Recently by Richard Spencer: The Narcissism Revolution

Sure, we should all give “two (very qualified) cheers” for Irving Kristol (1920–2009), the tireless writer, political éminence grise, and longtime editor at Commentary, Encounter, The Public Interest, and The National Interest, who left this world last Friday.

Kristol was, on many levels, emblematic of a whole generation of American Jewish intellectuals. His journey, recounted in histories and his own “autobiographical” writings, began in the legendary “Alcove 1” at the City College of New York, whose Trotskyist inhabitants engaged in rancorous dialectics with the Stalinists of Alcove 2. This City College dynamic informed Kristol's first decisive public stand after the war, as Kristol, and the rest of Alcove 1, denounced the “socialist perversion” of Stalin's USSR and firmly backed NATO as well as a vigorous, interventionist variation on “containment.” And when it came to the prevailing Zeitgeist, post-Trotskyism, or whatever it was exactly that Kristol advocated, was somehow it: Alcove 1's stalwarts, Daniel Bell, Nathan Glazer, Seymour Martin Lipset, and Kristol among them, went on to fame and fortune; Alcove 2, which included Julius Rosenberg, was sent to the proverbial dustbin.

“Cold War Liberalism” pretty much sums up Kristol's political philosophy throughout his entire adult life; the “neoconservative” moniker never indicated an actual conversion or apostasy so much as it served as a reminder that Kristol, and many others from Alcove 1, had begun voting Republican by the early ’80s. The dissident Left had become the pragmatic center and eventually lionized and demonized as the ultra right-wing – a development that reveals far more about the political trajectory of the American nation than it does about Irving Kristol's personal travails.

To-do list:
**A.** In the Kristol passage, which alcove at the City College of New York held the Stalinists?
**B.** Please list every publication the Kristol passage names as one where he was an editor.
**C.** Copy the Kristol passage between "Recently by Richard" and "world last Friday.", inclusive, substituting "contributor" for "editor".
The lines after this point were taken from a different source.

Dataset extract:
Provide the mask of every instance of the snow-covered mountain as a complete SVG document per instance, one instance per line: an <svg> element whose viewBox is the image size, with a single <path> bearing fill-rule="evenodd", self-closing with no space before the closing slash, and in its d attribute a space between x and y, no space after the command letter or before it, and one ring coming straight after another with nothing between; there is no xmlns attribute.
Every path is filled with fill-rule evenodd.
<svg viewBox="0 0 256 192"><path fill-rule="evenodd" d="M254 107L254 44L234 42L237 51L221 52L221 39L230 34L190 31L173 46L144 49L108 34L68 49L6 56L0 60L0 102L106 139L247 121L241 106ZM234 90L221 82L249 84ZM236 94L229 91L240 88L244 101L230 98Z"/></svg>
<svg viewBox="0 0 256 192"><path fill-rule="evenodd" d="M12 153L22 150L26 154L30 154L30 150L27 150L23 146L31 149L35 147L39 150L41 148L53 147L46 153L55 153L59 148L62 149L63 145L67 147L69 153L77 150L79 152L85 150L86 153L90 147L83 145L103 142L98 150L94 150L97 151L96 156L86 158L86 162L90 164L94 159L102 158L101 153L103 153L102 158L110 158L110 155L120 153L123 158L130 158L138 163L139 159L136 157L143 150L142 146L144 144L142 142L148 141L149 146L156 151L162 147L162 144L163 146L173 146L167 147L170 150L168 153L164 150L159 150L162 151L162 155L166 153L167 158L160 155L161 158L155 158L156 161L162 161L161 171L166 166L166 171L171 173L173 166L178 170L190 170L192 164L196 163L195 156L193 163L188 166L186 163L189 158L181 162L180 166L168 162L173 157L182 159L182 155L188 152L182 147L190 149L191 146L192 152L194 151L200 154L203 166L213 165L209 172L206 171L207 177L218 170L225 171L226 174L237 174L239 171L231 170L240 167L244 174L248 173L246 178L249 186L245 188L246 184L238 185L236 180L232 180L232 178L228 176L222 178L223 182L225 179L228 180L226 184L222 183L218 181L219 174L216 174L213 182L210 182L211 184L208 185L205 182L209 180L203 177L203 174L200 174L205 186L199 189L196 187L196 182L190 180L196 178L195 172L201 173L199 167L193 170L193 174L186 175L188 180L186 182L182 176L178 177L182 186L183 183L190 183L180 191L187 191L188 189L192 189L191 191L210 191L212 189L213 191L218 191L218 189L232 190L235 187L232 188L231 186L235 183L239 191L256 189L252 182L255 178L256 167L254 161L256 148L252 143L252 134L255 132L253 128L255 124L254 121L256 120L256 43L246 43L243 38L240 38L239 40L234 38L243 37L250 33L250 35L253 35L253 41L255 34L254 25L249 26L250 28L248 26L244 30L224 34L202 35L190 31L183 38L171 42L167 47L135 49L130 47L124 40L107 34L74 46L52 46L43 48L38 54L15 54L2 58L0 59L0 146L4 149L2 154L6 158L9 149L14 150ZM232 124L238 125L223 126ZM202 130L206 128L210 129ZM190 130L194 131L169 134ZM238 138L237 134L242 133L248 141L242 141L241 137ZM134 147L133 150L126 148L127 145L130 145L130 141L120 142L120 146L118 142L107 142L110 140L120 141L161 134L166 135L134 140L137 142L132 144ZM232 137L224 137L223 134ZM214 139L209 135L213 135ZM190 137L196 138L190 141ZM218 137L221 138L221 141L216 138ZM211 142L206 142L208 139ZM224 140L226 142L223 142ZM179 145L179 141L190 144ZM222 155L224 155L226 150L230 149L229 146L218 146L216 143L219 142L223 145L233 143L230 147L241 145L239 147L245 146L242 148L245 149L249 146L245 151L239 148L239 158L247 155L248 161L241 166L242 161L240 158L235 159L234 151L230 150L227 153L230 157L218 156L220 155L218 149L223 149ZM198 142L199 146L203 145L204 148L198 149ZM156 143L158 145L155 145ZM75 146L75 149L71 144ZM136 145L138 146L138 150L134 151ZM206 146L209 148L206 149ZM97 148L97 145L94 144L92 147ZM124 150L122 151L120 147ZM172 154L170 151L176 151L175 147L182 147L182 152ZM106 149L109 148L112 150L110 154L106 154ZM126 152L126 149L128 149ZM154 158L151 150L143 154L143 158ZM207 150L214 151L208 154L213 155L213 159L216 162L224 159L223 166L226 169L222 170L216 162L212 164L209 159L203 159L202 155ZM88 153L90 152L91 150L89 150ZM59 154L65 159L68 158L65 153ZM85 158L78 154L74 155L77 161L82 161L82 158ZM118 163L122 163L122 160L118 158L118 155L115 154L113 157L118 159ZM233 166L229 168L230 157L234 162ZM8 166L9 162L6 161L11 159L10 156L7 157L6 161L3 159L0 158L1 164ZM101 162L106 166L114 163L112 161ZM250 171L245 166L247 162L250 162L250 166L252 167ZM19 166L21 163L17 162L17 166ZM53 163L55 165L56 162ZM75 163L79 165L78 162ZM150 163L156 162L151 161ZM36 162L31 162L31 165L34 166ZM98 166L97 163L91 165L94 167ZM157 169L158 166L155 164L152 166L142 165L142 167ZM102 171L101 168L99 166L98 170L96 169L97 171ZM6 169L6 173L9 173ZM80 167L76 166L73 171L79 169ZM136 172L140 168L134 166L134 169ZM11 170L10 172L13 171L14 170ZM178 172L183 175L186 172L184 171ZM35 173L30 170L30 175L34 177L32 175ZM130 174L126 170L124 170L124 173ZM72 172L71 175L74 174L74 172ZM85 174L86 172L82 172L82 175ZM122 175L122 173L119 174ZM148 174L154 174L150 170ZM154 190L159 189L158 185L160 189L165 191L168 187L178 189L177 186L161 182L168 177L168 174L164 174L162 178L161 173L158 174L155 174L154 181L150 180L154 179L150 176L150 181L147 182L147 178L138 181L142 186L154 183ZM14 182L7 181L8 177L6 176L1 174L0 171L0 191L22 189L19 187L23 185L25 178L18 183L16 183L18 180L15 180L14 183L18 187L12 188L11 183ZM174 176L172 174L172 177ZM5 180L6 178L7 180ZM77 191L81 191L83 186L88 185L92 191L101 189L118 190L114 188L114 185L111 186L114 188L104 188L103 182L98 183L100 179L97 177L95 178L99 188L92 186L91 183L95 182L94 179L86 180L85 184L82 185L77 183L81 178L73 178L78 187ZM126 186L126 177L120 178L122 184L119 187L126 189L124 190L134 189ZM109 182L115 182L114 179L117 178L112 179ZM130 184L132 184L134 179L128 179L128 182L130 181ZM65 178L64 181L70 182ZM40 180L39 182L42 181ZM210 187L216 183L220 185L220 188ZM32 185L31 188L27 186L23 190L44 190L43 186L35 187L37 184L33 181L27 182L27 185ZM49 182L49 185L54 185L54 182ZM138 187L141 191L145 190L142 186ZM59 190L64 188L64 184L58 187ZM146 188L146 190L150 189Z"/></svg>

Solutions per task:
**A.** Alcove 2

**B.** Commentary, Encounter, The Public Interest, The National Interest

**C.**
Recently by Richard Spencer: The Narcissism Revolution

Sure, we should all give “two (very qualified) cheers” for Irving Kristol (1920–2009), the tireless writer, political éminence grise, and longtime contributor at Commentary, Encounter, The Public Interest, and The National Interest, who left this world last Friday.